Dataset records
%%
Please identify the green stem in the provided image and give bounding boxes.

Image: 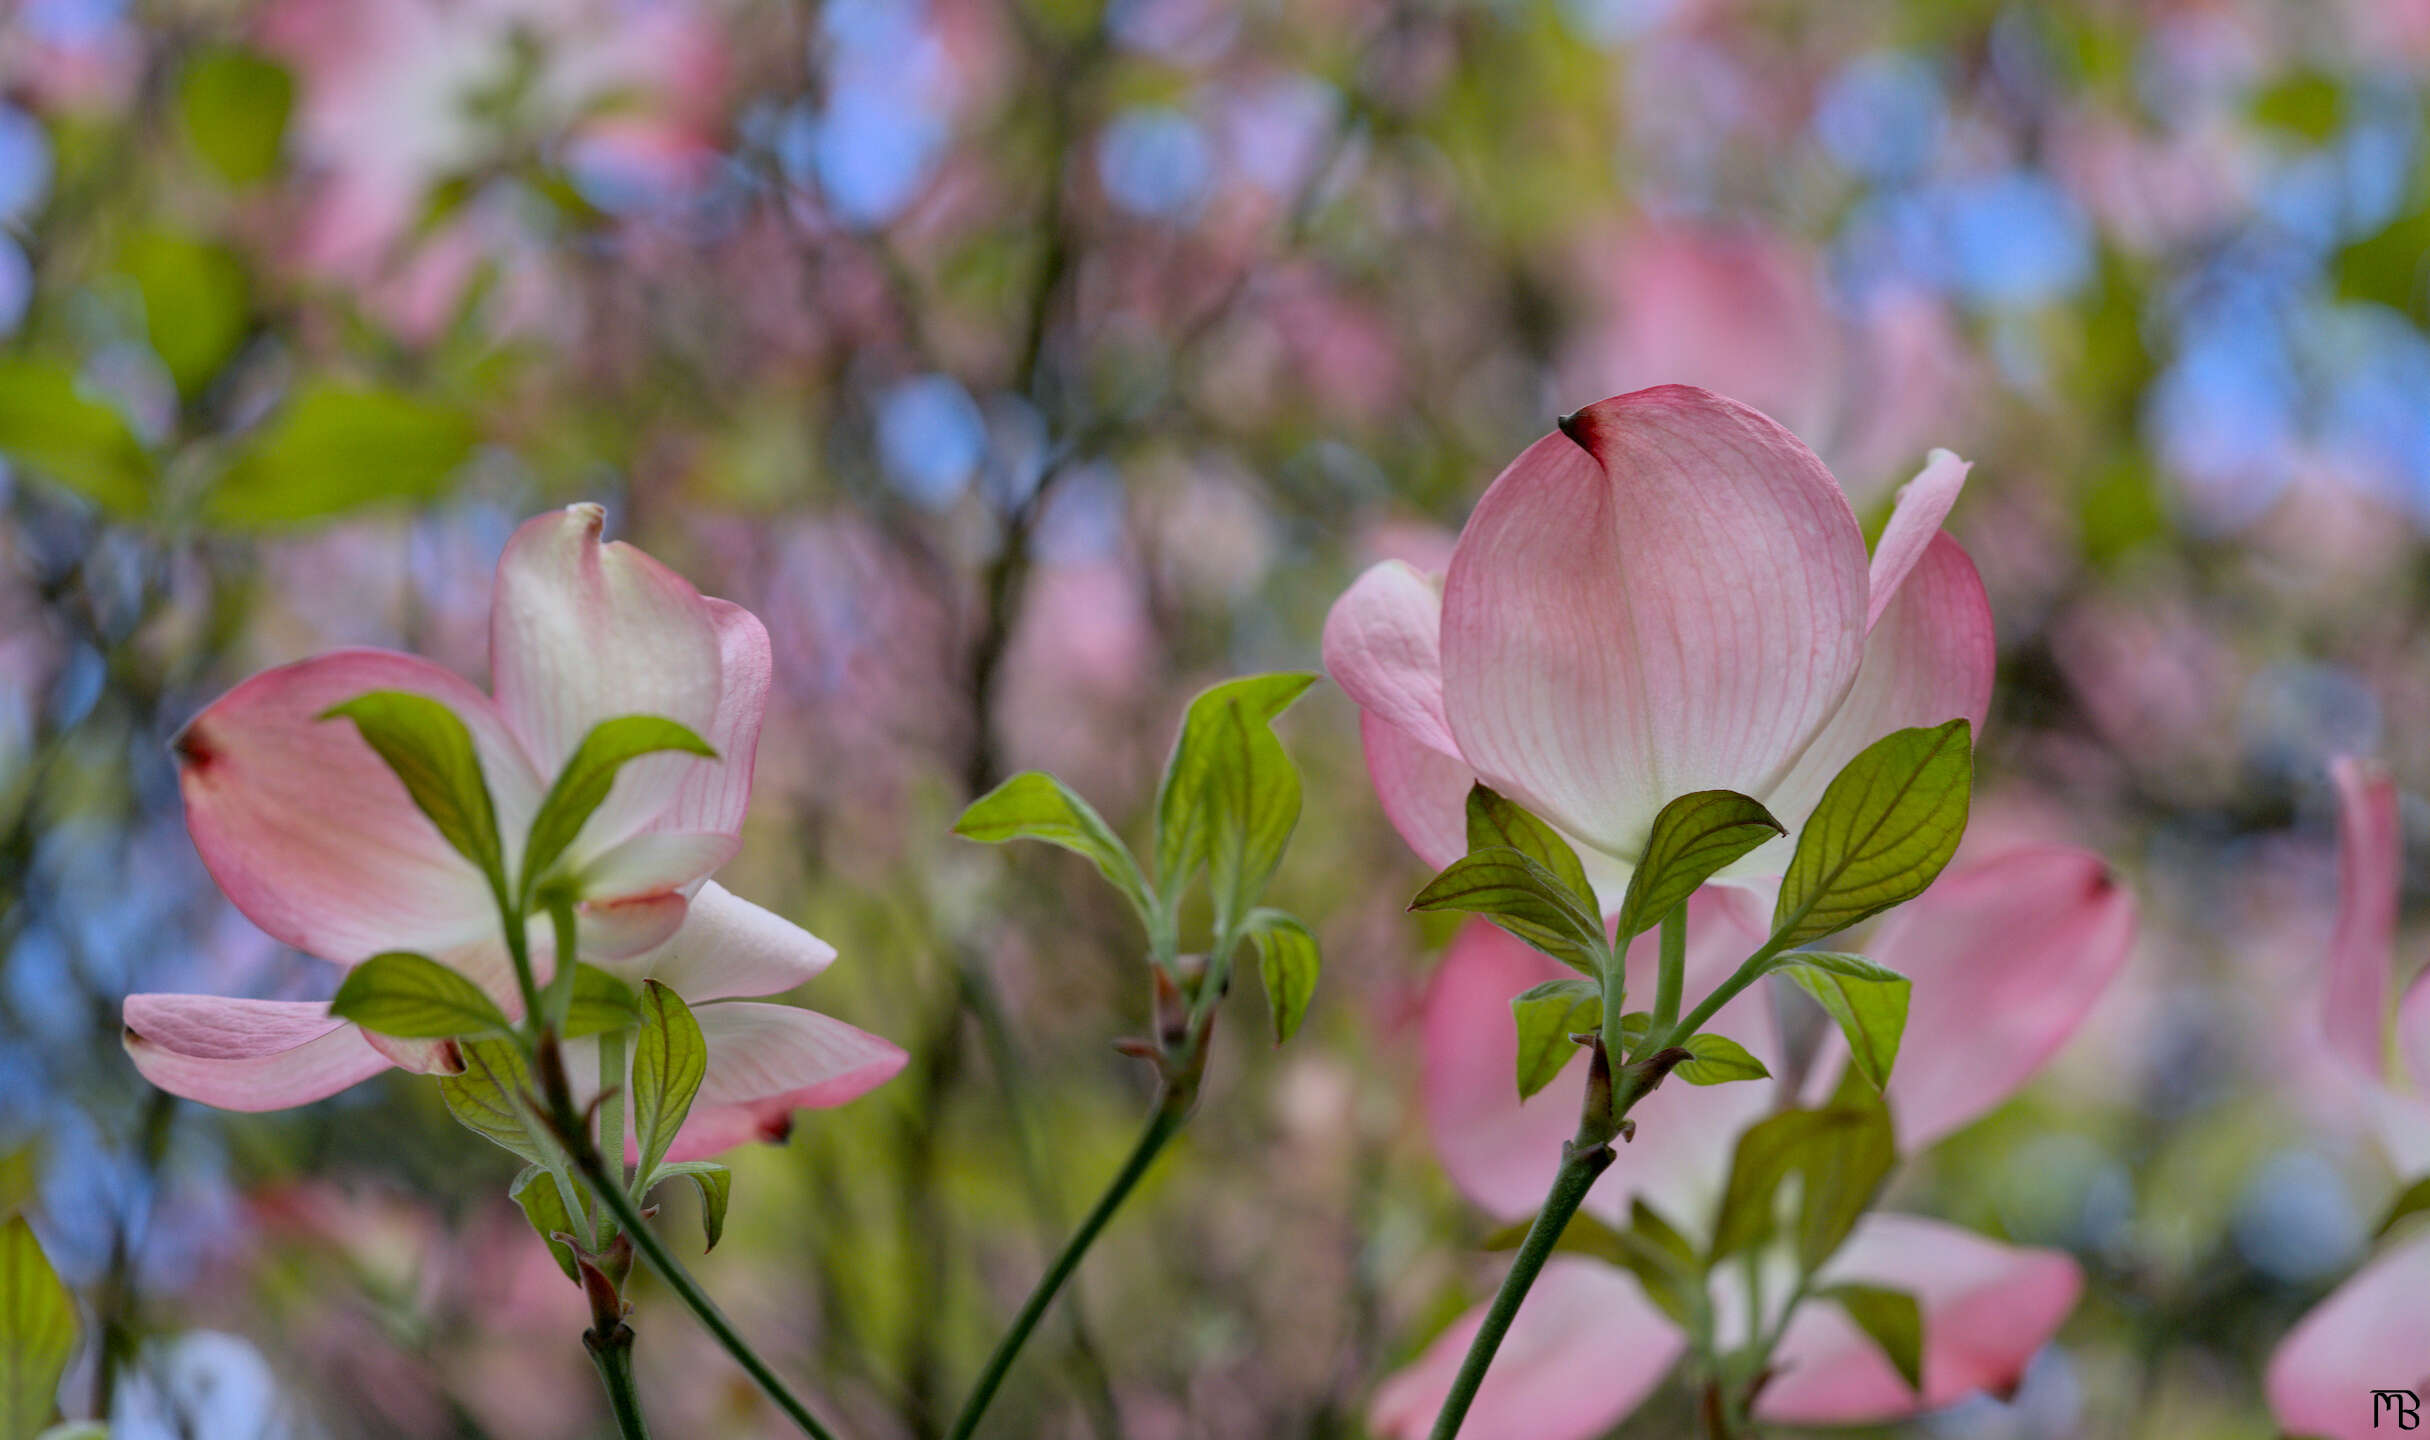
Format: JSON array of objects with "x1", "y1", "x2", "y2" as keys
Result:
[
  {"x1": 599, "y1": 1027, "x2": 629, "y2": 1196},
  {"x1": 586, "y1": 1135, "x2": 845, "y2": 1440},
  {"x1": 1669, "y1": 935, "x2": 1789, "y2": 1046},
  {"x1": 544, "y1": 894, "x2": 581, "y2": 1032},
  {"x1": 516, "y1": 1035, "x2": 597, "y2": 1254},
  {"x1": 535, "y1": 1048, "x2": 846, "y2": 1440},
  {"x1": 586, "y1": 1322, "x2": 654, "y2": 1440},
  {"x1": 497, "y1": 885, "x2": 544, "y2": 1033},
  {"x1": 1648, "y1": 902, "x2": 1687, "y2": 1044},
  {"x1": 943, "y1": 1085, "x2": 1193, "y2": 1440},
  {"x1": 1425, "y1": 1135, "x2": 1618, "y2": 1440}
]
%%
→ Assignment:
Please print each of the records word for word, keeping the pictures out.

→ Answer to this task:
Please identify the green stem in the provided image and give bounding boxes.

Image: 
Format: JSON array of objects with "x1", "y1", "x2", "y2" as keys
Result:
[
  {"x1": 599, "y1": 1027, "x2": 629, "y2": 1196},
  {"x1": 586, "y1": 1135, "x2": 845, "y2": 1440},
  {"x1": 1669, "y1": 935, "x2": 1789, "y2": 1046},
  {"x1": 544, "y1": 894, "x2": 581, "y2": 1032},
  {"x1": 516, "y1": 1035, "x2": 597, "y2": 1254},
  {"x1": 535, "y1": 1048, "x2": 846, "y2": 1440},
  {"x1": 586, "y1": 1322, "x2": 654, "y2": 1440},
  {"x1": 497, "y1": 885, "x2": 544, "y2": 1033},
  {"x1": 1648, "y1": 902, "x2": 1687, "y2": 1044},
  {"x1": 943, "y1": 1085, "x2": 1193, "y2": 1440},
  {"x1": 1425, "y1": 1135, "x2": 1618, "y2": 1440}
]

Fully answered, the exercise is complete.